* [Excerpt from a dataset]
━━━━━━━━━━━━━━━━━━━━

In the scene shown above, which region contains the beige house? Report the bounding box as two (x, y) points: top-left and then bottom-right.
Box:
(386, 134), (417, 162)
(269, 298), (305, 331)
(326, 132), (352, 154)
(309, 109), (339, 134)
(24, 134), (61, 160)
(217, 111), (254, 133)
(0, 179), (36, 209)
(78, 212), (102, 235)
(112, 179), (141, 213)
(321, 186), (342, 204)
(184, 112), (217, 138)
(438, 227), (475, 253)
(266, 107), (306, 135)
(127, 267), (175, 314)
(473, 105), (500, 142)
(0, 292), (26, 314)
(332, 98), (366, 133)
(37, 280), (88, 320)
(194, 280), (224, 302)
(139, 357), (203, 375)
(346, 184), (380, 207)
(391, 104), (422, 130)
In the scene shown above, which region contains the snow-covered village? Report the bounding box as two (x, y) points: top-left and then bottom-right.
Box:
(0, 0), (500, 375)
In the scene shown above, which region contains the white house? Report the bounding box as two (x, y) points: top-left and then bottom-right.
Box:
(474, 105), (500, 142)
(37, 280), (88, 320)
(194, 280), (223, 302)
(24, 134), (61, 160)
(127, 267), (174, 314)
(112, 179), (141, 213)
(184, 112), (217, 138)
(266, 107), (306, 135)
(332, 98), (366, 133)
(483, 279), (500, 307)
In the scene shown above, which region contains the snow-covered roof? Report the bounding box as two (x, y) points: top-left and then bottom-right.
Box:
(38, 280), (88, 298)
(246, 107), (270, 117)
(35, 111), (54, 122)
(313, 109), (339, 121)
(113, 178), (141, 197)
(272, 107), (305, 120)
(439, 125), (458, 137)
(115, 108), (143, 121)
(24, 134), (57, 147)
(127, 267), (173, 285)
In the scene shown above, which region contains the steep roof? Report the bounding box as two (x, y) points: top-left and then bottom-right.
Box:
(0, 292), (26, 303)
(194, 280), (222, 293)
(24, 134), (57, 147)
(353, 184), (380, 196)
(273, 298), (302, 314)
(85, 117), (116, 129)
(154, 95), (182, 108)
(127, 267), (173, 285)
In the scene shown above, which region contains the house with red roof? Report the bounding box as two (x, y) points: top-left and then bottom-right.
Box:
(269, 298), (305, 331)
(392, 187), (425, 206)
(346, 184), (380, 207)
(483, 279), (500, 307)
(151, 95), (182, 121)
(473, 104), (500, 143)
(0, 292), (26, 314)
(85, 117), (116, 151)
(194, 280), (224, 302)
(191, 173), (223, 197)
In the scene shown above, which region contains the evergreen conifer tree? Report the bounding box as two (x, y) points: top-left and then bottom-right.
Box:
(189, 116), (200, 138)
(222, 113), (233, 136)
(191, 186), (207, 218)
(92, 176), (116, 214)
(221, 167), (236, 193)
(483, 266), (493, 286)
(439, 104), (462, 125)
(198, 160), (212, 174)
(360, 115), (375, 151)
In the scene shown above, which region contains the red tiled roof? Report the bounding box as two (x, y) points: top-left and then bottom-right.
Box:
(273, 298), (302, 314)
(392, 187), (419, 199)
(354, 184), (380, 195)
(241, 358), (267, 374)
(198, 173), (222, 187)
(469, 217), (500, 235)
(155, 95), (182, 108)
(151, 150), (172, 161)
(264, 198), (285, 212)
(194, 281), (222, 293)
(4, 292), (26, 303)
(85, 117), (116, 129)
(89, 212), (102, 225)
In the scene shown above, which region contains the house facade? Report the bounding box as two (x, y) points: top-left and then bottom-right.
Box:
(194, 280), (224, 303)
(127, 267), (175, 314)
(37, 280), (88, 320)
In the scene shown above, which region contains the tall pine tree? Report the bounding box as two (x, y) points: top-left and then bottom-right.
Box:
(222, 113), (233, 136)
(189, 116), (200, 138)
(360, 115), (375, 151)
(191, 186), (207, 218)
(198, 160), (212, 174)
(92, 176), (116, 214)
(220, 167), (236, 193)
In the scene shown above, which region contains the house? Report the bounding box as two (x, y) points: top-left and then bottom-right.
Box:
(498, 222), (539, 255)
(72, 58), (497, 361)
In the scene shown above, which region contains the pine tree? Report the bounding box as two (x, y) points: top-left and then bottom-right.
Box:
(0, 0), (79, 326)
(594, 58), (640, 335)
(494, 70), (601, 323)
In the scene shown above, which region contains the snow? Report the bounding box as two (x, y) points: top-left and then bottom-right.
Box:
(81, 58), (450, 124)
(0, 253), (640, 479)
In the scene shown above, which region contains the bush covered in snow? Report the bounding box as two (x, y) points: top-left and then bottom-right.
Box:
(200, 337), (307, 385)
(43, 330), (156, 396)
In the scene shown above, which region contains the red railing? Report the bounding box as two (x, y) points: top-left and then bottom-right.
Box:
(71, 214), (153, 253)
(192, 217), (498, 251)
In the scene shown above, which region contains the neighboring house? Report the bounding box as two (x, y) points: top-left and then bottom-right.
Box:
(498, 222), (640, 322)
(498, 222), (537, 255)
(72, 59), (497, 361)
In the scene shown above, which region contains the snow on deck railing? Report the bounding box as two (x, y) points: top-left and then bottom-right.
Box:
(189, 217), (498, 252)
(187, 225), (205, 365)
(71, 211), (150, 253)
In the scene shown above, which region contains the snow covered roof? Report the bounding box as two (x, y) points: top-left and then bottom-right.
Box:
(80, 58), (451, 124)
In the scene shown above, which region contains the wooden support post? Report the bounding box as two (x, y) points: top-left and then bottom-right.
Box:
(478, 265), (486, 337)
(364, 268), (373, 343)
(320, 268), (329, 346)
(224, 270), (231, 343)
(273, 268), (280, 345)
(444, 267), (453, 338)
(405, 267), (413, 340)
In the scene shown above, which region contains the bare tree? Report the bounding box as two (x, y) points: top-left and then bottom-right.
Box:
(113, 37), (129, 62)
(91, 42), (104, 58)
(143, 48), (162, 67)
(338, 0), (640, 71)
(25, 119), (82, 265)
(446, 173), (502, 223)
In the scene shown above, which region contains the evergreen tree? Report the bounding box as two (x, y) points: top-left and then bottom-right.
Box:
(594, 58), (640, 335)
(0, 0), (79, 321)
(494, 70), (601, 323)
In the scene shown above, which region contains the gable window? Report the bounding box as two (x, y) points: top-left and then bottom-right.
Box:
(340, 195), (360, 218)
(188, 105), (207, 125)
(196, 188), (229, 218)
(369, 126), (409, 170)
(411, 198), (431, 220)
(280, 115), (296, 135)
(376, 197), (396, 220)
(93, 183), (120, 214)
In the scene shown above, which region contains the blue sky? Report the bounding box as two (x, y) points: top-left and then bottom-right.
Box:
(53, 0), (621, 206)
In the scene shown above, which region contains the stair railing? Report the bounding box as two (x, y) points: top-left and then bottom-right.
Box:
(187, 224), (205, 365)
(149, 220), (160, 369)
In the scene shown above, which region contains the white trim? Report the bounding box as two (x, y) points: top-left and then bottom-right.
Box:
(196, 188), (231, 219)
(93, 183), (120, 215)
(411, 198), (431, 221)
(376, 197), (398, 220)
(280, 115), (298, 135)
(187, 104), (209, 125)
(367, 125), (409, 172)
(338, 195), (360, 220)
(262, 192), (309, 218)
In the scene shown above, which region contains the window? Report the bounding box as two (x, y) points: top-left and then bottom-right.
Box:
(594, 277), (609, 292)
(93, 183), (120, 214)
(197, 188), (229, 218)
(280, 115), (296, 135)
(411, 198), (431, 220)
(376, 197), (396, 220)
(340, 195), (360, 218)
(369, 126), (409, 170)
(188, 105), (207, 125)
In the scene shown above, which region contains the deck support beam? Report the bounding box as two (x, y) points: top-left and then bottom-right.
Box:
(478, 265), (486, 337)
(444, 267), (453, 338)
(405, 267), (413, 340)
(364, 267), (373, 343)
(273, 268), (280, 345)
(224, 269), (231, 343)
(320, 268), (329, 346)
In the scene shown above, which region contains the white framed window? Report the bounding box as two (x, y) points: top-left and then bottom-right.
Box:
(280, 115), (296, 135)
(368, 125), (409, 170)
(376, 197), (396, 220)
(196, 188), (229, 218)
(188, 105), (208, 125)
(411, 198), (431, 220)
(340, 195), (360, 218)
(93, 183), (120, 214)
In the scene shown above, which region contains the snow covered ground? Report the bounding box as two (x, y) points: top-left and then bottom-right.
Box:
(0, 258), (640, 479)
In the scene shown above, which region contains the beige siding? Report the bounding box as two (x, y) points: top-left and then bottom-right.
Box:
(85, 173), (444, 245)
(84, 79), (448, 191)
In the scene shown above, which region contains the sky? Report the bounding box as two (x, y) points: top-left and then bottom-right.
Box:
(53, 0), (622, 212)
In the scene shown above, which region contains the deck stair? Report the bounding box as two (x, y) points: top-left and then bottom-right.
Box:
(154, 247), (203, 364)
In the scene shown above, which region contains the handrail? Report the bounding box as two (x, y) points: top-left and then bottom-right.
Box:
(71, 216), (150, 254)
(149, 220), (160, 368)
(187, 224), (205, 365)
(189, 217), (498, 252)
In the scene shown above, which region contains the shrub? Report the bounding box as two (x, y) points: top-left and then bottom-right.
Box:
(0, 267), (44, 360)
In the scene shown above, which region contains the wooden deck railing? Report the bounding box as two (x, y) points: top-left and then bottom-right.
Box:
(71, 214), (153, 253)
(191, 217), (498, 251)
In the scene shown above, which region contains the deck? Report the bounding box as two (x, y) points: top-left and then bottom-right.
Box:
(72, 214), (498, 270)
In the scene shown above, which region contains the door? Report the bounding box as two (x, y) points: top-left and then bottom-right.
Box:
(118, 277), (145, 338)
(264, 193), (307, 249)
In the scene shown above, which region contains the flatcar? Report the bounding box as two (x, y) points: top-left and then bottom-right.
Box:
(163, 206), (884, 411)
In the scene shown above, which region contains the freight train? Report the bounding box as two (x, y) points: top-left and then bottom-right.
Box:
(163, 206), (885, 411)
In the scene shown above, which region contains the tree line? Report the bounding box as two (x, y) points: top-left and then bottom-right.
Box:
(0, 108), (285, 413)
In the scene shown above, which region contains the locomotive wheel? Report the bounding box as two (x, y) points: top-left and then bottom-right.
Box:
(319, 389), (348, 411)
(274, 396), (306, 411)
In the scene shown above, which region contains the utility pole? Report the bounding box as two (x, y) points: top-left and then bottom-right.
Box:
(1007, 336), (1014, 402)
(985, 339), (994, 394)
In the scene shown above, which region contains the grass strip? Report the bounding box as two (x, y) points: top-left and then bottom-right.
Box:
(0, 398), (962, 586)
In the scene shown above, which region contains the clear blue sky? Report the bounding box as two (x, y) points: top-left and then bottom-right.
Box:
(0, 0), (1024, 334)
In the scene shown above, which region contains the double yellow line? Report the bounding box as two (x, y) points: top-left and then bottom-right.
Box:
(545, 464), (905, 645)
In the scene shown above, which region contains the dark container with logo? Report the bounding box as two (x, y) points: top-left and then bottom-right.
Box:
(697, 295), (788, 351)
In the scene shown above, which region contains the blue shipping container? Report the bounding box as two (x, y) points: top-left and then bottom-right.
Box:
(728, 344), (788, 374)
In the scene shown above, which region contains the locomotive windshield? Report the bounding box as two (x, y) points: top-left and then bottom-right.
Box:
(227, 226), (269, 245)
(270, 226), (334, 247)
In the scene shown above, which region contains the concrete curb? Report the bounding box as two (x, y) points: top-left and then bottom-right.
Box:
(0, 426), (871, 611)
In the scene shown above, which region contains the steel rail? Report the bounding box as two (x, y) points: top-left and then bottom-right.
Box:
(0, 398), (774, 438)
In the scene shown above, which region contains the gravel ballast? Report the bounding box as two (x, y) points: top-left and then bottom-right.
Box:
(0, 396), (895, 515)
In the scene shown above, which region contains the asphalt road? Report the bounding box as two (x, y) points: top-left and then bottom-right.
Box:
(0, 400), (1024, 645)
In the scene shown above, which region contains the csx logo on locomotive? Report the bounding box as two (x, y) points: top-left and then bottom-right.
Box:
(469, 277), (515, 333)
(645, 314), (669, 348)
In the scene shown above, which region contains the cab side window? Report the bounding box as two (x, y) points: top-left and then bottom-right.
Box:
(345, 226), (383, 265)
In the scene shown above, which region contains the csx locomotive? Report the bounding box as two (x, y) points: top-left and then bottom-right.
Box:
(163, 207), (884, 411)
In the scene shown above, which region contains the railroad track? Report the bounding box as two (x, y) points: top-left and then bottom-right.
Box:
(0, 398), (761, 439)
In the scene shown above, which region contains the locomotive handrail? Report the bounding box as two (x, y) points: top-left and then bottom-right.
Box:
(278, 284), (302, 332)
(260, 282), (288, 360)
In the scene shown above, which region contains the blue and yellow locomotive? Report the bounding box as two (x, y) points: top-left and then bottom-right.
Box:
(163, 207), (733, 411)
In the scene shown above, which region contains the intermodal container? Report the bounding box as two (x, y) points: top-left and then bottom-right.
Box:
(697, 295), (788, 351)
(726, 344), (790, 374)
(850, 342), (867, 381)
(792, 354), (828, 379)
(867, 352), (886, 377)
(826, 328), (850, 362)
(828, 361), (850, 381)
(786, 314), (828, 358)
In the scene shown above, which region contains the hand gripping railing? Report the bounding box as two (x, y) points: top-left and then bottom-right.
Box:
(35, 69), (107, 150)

━━━━━━━━━━━━━━━━━━━━

* [Prompt]
Copy the lines of the listing between the line containing "the house facade?" and the line containing "(192, 217), (498, 251)", inclusive, without changing anything.

* [Answer to the problem]
In the scene shown above, which region contains the house facade? Report the bounding box as two (x, y) points: top-left and then bottom-right.
Box:
(194, 280), (224, 303)
(127, 267), (175, 314)
(37, 280), (88, 320)
In the scene shown above, which region contains the tall pine tree? Report the bounding box as two (x, y) points: top-left and then bottom-right.
Box:
(222, 113), (233, 136)
(189, 116), (200, 138)
(360, 115), (375, 151)
(191, 186), (207, 218)
(198, 160), (212, 174)
(92, 176), (116, 214)
(220, 167), (236, 193)
In the scene shown above, which region contains the house? Report the bounding box as two (x, y) points: top-left and then bottom-right.
Box:
(498, 222), (539, 255)
(72, 58), (497, 361)
In the scene shown above, which region contains the pine tree? Report the bounding box as two (x, y) points: top-left and then bottom-right.
Box:
(0, 0), (79, 326)
(594, 58), (640, 335)
(494, 70), (601, 323)
In the scene shown above, which region contains the snow? Report the bounding box as two (x, y) points: top-left and then bottom-right.
Box:
(81, 58), (450, 124)
(0, 253), (640, 479)
In the scene shown above, which region contains the bush covered in snow? Report the bounding box as two (x, y) points: top-left and then bottom-right.
Box:
(200, 337), (307, 385)
(43, 330), (156, 396)
In the scene shown above, which region contains the red railing? Report the bounding box as two (x, y) points: top-left and then bottom-right.
Box:
(71, 214), (153, 253)
(192, 217), (498, 251)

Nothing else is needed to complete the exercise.